-- start Document excerpt --

8 replies
September 2018

RLesur

Thanks Maëlle for your blog post! It reminds me two approachs built in pandoc.

The first one is to use this pandoc lua filter: https://pandoc.org/lua-filters.html#extracting-information-about-links
After merging all the md files in one all_files.md, one can execute this kind of command:

rmarkdown::pandoc_convert("all_files.md", to = "markdown", output = "count.md", options = "--lua-filter=count_links.lua")

where count_links.lua contains the referenced lua script.

The second approach is to get a json version of the pandoc AST:

rmarkdown::pandoc_convert("all_files.md", to = "json", output = "allfiles_ast.json")

It is close to the XML commonmark version.

-- end Document excerpt --

Short exercise 1: In the rows below, find each line that contains the string "wing" and copy those lines out. Treat the match as case-sensitive.

-- start Supplied entries --

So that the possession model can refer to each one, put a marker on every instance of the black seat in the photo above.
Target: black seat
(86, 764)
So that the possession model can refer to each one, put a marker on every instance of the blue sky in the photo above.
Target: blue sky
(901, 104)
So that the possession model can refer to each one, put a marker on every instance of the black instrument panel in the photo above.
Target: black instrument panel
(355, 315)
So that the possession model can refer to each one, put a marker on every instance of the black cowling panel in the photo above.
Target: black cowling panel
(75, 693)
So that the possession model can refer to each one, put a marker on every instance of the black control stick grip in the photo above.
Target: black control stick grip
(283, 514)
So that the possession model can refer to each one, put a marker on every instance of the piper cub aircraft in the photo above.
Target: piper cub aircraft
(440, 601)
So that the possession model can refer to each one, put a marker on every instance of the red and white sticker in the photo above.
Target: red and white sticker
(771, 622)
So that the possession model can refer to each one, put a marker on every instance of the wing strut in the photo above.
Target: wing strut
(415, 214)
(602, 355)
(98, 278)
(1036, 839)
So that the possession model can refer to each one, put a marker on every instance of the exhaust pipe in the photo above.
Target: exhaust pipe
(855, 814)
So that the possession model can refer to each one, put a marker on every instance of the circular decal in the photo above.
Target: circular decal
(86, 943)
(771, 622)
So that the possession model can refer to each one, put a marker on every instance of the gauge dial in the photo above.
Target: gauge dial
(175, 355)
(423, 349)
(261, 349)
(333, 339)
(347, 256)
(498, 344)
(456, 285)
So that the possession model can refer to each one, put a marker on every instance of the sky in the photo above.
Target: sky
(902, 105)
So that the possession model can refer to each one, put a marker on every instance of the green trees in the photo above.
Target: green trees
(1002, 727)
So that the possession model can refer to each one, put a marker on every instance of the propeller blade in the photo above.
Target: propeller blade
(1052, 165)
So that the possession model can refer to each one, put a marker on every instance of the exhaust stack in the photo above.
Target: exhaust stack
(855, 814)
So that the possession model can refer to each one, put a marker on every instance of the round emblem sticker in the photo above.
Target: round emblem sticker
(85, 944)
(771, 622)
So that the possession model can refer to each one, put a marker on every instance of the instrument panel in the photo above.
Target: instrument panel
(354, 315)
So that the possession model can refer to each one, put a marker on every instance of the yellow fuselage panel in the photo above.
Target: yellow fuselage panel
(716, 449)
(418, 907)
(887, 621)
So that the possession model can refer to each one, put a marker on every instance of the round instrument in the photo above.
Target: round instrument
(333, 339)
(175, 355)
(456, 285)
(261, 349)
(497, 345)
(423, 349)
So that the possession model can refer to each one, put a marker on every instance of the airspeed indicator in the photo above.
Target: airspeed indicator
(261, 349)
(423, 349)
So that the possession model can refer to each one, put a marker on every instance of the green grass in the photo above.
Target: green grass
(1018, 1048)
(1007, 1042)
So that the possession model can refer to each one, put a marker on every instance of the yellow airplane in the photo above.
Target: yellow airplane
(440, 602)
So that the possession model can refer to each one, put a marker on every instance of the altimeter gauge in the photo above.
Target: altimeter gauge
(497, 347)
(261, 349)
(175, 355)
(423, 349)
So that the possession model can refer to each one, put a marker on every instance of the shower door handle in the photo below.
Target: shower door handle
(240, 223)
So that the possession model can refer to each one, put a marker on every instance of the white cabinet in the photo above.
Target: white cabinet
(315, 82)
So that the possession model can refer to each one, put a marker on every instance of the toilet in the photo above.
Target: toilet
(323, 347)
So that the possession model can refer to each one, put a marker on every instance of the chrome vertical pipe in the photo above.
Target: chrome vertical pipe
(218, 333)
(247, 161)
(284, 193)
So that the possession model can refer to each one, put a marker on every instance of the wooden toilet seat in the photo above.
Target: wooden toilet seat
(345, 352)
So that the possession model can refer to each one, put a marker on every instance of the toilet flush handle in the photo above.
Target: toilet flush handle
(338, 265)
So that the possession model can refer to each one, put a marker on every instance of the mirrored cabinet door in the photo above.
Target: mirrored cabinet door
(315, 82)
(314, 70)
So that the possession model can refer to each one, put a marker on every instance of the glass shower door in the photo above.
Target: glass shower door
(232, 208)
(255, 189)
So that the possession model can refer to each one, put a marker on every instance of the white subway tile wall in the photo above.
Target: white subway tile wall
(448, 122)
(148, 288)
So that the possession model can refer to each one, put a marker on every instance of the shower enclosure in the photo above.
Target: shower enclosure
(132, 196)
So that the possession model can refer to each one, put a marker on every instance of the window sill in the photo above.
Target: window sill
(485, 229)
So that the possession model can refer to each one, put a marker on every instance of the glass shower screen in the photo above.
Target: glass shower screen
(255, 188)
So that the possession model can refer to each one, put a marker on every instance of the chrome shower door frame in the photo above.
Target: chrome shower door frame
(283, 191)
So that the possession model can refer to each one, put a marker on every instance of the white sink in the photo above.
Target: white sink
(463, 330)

-- end Supplied entries --

Short exercise 2: Please repeat the forum reply above word for word, starting at "Thanks Maëlle for" and ending at "referenced lua script.".

Task solution 1:
So that the possession model can refer to each one, put a marker on every instance of the wing strut in the photo above.
Target: wing strut

Task solution 2:
Thanks Maëlle for your blog post! It reminds me two approachs built in pandoc.

The first one is to use this pandoc lua filter: https://pandoc.org/lua-filters.html#extracting-information-about-links
After merging all the md files in one all_files.md, one can execute this kind of command:

rmarkdown::pandoc_convert("all_files.md", to = "markdown", output = "count.md", options = "--lua-filter=count_links.lua")

where count_links.lua contains the referenced lua script.